Hunt for the word "gray" across the entries below, copying each line that holds it.

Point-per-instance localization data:
▼▼▼

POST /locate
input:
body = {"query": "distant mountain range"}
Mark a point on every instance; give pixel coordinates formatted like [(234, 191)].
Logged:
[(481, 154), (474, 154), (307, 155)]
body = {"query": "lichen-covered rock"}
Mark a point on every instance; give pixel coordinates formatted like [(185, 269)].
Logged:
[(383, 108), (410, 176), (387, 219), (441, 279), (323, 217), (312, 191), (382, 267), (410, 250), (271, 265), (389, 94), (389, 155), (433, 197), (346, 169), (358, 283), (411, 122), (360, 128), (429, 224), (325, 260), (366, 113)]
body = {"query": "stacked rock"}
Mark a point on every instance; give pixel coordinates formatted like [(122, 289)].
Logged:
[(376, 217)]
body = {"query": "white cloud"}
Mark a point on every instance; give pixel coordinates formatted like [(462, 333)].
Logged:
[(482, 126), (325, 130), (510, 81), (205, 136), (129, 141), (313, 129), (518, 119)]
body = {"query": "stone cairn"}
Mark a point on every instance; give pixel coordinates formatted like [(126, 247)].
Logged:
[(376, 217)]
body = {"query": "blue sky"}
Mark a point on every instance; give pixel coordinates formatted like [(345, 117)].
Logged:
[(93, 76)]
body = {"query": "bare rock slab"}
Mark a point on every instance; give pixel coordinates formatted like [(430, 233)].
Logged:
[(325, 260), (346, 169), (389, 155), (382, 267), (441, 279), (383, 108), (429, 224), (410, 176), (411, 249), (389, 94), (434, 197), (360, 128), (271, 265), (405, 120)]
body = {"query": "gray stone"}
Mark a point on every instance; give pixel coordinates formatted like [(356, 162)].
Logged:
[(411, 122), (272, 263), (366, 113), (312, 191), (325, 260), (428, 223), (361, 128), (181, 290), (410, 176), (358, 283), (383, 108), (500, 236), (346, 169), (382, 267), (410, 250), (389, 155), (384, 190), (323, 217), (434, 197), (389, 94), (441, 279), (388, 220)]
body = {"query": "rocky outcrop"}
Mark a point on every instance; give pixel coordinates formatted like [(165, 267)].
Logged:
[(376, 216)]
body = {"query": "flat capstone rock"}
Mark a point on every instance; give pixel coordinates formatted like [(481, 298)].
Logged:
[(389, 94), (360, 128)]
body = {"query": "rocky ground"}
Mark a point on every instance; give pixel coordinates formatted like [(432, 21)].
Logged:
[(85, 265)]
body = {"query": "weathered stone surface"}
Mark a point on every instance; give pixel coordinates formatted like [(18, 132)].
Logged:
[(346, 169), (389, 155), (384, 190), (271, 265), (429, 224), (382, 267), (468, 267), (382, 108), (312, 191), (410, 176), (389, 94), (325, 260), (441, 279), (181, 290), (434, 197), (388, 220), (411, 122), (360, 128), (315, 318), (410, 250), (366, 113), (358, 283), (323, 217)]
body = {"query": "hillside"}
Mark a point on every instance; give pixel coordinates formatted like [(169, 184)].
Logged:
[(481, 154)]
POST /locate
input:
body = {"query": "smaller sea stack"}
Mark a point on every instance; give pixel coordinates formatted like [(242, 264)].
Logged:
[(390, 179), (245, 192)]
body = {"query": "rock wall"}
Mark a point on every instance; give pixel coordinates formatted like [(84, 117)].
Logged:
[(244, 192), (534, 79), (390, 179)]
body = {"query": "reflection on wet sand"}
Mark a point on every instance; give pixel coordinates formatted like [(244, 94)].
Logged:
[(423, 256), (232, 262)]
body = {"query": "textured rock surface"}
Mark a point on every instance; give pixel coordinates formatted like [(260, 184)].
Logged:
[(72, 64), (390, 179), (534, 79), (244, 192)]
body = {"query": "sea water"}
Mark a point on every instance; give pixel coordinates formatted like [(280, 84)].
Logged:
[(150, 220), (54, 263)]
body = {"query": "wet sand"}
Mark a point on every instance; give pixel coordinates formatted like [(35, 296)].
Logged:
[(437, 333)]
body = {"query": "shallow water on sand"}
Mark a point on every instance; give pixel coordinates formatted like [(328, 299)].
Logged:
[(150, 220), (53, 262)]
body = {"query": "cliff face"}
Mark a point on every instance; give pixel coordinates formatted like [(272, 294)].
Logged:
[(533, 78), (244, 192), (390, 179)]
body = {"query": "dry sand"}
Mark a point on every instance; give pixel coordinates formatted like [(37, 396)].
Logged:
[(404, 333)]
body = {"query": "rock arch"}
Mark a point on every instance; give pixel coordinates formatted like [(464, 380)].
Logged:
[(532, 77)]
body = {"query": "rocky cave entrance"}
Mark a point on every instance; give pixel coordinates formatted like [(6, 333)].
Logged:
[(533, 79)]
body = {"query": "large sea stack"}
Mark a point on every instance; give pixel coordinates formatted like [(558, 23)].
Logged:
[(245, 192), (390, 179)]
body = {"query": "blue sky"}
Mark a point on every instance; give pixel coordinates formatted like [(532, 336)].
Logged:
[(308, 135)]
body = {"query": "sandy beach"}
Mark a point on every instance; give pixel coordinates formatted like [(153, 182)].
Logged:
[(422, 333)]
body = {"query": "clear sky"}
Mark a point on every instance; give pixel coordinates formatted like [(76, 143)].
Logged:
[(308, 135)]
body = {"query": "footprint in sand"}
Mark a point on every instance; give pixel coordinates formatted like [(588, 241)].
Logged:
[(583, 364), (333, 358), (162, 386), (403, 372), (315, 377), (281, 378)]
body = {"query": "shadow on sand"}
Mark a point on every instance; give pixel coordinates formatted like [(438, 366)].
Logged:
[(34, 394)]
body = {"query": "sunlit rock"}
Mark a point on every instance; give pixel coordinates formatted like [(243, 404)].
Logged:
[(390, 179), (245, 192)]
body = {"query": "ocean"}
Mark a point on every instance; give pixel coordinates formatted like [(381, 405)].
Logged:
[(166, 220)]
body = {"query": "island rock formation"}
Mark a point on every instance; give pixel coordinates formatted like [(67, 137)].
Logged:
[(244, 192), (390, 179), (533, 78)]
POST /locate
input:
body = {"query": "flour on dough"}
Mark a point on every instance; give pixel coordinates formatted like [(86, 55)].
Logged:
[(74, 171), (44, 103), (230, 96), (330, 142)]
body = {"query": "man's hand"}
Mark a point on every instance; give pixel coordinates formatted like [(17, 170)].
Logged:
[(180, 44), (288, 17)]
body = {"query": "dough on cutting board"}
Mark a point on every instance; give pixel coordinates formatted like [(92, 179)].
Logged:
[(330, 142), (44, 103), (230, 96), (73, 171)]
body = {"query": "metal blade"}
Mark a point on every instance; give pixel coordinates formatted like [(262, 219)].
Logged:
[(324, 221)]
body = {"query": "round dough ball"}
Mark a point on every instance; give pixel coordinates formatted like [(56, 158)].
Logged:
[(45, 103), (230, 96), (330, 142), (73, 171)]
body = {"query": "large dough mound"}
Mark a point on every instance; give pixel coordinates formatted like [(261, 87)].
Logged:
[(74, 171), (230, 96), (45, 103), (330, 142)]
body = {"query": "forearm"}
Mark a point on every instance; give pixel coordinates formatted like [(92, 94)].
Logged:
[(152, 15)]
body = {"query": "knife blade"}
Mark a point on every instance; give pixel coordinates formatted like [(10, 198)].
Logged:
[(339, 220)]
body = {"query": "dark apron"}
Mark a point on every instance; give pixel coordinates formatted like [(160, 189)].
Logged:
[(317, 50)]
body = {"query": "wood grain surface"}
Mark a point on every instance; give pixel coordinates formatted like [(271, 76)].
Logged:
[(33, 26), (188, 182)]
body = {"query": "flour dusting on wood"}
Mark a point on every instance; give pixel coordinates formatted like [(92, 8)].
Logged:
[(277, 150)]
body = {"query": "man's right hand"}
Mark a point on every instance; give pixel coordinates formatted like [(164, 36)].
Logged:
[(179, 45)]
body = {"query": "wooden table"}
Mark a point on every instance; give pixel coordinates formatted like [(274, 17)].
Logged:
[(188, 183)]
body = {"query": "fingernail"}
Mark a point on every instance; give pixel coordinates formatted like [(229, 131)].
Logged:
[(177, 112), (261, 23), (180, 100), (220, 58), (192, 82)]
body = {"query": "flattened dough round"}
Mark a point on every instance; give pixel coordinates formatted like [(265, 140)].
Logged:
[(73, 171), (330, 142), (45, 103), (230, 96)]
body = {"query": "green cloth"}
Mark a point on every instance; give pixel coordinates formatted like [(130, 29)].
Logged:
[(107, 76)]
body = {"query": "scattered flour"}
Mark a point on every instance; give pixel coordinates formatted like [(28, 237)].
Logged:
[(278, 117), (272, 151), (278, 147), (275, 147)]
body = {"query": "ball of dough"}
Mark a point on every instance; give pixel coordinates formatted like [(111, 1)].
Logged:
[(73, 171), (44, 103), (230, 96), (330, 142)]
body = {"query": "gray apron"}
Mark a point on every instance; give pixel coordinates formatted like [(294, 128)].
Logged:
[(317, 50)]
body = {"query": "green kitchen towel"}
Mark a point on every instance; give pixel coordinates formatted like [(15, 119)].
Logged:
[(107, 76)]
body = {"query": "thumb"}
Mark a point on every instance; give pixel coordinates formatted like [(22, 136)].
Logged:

▲▲▲

--- WRITTEN ANSWER ---
body = {"query": "gray stone"}
body = {"query": "gray apron"}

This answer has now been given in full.